About this exercise:
Please work out how many lines in the data below contain "bottle", and reply with that number alone.

(Excerpts from a dataset)
----

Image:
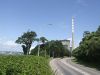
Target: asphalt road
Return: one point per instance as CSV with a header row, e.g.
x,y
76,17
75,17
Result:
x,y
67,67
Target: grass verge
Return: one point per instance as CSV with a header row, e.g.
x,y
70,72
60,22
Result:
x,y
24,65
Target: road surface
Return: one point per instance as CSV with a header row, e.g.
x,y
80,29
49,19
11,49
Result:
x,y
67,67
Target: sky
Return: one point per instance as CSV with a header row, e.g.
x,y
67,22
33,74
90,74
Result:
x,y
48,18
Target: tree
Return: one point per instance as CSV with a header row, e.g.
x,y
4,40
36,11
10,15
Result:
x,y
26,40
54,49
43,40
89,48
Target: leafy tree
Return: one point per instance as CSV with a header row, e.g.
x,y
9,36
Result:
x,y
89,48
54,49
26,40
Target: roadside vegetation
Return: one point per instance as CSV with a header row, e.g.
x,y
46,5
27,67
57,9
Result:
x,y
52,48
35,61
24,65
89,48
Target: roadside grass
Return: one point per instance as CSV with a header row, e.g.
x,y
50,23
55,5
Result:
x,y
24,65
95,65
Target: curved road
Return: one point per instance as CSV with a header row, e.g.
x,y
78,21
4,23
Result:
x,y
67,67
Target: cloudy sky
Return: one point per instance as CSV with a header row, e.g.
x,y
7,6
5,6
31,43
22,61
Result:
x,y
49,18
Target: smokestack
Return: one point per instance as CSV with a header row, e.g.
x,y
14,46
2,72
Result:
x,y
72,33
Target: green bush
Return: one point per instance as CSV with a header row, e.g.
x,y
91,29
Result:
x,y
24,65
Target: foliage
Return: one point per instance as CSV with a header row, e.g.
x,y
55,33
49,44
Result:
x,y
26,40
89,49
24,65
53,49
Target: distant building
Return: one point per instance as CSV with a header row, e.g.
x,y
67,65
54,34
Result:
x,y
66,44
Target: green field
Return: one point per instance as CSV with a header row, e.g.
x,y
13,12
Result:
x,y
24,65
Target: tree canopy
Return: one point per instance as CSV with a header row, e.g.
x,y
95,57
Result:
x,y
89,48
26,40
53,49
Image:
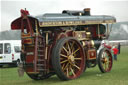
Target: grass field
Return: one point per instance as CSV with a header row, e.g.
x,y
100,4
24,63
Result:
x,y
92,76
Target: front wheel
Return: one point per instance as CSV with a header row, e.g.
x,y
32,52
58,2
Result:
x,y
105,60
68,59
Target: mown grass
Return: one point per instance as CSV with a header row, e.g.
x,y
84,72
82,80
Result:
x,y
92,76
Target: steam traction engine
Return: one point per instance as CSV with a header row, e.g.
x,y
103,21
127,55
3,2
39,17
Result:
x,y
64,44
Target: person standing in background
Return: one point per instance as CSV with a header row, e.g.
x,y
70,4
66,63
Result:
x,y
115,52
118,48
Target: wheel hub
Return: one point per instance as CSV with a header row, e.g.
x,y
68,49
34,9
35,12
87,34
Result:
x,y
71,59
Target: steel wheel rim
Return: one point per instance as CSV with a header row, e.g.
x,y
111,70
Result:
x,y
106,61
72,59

----

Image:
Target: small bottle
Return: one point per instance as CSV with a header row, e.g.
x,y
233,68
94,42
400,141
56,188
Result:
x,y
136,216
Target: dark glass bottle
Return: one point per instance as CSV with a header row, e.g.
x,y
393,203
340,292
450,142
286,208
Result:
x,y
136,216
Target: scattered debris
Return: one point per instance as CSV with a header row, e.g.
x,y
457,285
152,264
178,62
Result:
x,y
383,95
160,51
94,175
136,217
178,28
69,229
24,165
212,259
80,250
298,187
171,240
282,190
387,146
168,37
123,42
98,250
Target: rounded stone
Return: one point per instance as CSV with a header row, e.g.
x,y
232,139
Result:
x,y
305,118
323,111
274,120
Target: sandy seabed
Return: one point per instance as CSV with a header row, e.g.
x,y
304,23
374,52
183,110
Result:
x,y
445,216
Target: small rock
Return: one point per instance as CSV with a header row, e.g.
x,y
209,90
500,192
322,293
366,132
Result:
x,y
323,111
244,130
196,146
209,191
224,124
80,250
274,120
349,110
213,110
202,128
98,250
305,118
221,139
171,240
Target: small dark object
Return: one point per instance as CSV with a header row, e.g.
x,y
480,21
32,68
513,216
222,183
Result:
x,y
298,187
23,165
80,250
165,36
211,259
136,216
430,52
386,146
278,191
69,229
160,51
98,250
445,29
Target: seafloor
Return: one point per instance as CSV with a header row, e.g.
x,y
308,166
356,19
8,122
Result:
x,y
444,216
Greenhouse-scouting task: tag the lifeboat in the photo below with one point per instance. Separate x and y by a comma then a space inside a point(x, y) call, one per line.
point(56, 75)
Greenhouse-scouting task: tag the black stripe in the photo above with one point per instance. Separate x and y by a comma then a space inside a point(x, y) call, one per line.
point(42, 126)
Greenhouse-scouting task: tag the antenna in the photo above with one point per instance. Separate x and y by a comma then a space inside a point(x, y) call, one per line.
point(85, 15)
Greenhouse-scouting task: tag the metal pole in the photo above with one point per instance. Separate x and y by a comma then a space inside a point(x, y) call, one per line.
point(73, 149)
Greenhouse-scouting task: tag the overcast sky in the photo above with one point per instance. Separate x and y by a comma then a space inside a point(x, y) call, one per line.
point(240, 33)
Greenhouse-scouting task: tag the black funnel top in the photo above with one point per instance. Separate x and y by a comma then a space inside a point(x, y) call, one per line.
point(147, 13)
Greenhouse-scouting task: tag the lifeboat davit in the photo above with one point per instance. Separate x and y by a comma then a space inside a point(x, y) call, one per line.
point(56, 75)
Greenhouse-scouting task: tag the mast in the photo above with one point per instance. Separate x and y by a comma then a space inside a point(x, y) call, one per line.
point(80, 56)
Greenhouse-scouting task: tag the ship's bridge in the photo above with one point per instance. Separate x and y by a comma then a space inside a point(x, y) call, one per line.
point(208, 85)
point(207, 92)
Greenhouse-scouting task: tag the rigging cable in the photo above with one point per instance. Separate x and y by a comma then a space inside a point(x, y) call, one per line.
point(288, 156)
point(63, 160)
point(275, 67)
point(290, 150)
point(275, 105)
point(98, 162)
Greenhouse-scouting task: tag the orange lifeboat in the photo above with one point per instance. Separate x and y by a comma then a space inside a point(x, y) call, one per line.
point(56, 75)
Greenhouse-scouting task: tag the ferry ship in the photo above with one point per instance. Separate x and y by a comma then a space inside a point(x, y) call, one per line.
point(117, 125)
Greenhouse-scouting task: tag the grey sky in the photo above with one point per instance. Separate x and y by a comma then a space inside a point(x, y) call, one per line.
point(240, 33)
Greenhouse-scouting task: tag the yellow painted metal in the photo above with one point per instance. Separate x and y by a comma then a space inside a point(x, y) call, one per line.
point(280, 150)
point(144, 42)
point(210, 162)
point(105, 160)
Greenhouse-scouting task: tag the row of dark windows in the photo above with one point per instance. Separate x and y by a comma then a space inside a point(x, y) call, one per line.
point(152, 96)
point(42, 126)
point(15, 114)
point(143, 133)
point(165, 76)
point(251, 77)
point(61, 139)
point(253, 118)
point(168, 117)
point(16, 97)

----

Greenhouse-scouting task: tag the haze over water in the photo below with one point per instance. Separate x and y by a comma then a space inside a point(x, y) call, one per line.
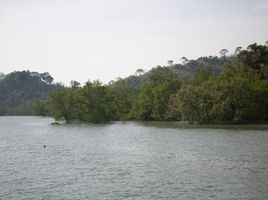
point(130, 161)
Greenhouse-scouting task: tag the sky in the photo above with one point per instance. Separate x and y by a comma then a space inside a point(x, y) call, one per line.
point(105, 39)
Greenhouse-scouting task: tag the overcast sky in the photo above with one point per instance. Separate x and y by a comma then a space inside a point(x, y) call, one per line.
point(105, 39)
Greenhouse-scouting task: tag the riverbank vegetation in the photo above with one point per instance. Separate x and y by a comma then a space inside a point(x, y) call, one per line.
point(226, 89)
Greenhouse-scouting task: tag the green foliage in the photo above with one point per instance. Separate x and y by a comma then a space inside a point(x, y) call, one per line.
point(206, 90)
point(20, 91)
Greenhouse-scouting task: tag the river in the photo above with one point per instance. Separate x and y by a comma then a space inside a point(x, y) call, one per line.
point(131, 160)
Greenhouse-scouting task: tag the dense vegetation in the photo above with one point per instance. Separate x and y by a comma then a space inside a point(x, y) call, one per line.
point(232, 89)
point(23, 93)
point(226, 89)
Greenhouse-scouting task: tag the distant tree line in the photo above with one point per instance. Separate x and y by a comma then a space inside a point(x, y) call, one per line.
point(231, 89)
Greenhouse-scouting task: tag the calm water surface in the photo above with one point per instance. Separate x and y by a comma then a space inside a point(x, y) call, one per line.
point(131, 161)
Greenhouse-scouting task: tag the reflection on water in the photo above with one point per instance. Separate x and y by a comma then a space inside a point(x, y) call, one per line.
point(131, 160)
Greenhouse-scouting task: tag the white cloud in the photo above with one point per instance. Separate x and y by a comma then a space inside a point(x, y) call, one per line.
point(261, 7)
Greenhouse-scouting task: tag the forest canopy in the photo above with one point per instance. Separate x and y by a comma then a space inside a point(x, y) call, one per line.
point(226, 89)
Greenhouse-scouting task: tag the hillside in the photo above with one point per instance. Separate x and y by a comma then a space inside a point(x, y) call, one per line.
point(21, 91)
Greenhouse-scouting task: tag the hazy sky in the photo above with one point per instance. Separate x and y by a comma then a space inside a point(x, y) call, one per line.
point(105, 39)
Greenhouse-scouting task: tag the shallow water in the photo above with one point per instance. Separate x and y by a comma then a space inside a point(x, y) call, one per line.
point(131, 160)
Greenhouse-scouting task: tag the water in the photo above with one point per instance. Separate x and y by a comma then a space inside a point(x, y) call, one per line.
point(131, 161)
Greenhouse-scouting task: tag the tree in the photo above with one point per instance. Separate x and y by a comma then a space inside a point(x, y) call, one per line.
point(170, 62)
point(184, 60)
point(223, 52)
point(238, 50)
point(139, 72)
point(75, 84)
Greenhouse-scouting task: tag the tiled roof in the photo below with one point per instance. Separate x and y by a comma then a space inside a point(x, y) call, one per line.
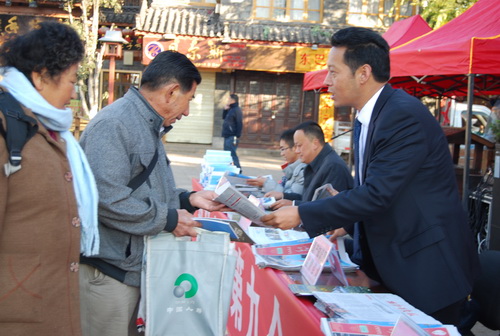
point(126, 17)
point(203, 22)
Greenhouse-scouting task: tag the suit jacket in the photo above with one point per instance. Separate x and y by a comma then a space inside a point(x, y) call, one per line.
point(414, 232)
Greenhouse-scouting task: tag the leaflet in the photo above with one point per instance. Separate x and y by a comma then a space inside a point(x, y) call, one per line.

----

Answer to the exercise:
2